- [What to work on]
Transcribe the lines of the entries below without any change, from the line with "negative clicks: (216, 281) (221, 278)" up to and including the line with "positive clicks: (169, 255)".

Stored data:
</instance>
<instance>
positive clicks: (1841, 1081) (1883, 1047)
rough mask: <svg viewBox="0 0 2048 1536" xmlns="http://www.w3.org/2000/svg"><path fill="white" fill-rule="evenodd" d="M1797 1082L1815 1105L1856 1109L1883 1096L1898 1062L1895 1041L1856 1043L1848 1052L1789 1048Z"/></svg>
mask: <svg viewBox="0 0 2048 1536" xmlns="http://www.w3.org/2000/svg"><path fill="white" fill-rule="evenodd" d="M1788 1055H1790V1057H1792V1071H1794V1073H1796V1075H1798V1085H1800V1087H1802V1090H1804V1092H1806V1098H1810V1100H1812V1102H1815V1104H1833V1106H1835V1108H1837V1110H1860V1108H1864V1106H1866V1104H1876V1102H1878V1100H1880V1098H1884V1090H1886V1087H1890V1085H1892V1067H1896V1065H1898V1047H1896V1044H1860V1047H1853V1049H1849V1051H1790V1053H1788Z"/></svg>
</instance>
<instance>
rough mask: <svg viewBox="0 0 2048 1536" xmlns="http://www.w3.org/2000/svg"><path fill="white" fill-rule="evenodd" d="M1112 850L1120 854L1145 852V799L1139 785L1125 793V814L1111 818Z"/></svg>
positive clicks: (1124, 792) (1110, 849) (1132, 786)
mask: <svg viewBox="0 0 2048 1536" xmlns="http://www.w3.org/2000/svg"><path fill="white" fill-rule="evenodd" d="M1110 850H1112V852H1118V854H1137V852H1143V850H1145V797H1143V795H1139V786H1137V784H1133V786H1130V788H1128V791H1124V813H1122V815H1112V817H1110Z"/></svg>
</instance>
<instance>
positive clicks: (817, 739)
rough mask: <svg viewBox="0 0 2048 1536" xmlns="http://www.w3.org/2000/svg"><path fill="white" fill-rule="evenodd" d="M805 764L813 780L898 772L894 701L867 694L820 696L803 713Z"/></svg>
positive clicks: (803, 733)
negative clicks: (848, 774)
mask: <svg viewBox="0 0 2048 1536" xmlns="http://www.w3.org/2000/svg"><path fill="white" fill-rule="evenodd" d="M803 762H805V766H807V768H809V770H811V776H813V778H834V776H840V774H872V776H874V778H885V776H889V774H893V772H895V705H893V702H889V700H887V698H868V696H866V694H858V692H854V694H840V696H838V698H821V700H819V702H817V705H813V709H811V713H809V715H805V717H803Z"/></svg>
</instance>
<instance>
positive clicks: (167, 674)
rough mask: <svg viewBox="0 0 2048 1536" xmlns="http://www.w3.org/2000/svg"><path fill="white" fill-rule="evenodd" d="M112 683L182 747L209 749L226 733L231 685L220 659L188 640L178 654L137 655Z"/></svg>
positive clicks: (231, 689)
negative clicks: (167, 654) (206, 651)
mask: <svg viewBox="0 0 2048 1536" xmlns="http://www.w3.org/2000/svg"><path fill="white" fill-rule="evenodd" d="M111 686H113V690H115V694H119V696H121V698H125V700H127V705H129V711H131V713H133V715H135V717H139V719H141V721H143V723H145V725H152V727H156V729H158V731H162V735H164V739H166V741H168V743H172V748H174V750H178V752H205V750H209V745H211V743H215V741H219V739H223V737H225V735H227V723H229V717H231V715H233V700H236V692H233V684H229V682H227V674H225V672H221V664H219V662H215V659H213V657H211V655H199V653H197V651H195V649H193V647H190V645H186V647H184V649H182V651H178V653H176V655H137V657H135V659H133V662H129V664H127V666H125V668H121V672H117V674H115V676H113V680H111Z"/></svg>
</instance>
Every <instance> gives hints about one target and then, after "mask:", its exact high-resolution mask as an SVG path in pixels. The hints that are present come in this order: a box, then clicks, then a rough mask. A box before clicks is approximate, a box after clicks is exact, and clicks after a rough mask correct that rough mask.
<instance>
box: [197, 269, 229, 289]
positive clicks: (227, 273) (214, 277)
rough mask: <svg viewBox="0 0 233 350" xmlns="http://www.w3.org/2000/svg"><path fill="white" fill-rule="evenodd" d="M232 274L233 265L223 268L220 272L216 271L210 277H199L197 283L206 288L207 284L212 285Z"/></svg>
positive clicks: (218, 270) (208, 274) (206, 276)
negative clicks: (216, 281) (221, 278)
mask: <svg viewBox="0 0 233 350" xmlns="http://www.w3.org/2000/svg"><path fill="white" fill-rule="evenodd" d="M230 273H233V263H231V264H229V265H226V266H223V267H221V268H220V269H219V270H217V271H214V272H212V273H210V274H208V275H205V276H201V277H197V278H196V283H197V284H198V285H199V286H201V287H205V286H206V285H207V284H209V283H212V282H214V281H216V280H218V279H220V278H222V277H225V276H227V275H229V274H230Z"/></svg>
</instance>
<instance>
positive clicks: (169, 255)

* * *

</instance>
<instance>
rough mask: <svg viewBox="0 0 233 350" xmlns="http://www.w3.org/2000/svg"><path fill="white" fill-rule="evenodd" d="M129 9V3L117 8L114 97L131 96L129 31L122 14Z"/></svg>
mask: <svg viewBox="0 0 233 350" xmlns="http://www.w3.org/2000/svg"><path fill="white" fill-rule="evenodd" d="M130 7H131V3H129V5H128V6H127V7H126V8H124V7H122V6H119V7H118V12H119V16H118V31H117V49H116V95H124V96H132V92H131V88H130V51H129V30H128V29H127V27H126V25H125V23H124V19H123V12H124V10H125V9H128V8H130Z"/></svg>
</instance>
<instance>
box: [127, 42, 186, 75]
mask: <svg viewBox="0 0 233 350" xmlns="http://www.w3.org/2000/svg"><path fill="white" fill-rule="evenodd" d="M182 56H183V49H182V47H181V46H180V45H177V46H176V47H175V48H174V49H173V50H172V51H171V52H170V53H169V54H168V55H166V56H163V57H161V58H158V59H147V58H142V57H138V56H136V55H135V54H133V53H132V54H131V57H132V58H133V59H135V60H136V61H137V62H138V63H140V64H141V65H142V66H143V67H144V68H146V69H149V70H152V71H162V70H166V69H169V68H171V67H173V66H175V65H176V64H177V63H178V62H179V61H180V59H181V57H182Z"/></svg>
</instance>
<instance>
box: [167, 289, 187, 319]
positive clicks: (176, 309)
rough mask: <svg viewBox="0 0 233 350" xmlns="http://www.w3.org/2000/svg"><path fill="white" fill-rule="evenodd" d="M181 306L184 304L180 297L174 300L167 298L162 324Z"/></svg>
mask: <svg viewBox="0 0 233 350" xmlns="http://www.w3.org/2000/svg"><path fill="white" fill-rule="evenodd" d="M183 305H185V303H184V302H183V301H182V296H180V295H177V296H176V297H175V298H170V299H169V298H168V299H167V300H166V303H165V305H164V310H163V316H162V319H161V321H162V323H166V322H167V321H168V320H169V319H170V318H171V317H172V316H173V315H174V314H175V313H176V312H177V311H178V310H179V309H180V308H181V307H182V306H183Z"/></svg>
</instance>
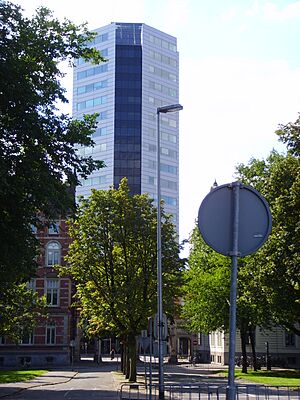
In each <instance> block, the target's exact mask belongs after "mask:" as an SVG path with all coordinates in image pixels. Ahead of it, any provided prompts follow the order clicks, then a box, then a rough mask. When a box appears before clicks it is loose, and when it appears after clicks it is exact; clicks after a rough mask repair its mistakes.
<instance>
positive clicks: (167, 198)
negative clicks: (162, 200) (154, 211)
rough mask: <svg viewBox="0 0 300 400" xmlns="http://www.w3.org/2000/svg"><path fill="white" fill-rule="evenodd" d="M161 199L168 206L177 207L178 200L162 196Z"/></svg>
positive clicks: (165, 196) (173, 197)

- [Task result]
negative clicks: (216, 281) (221, 278)
mask: <svg viewBox="0 0 233 350" xmlns="http://www.w3.org/2000/svg"><path fill="white" fill-rule="evenodd" d="M230 273H233V263H231V264H229V265H226V266H223V267H221V268H220V269H219V270H217V271H214V272H212V273H210V274H208V275H205V276H201V277H197V278H196V283H197V284H198V285H199V286H201V287H205V286H206V285H207V284H209V283H212V282H214V281H216V280H218V279H220V278H222V277H225V276H227V275H229V274H230Z"/></svg>
</instance>
<instance>
positive clicks: (169, 255)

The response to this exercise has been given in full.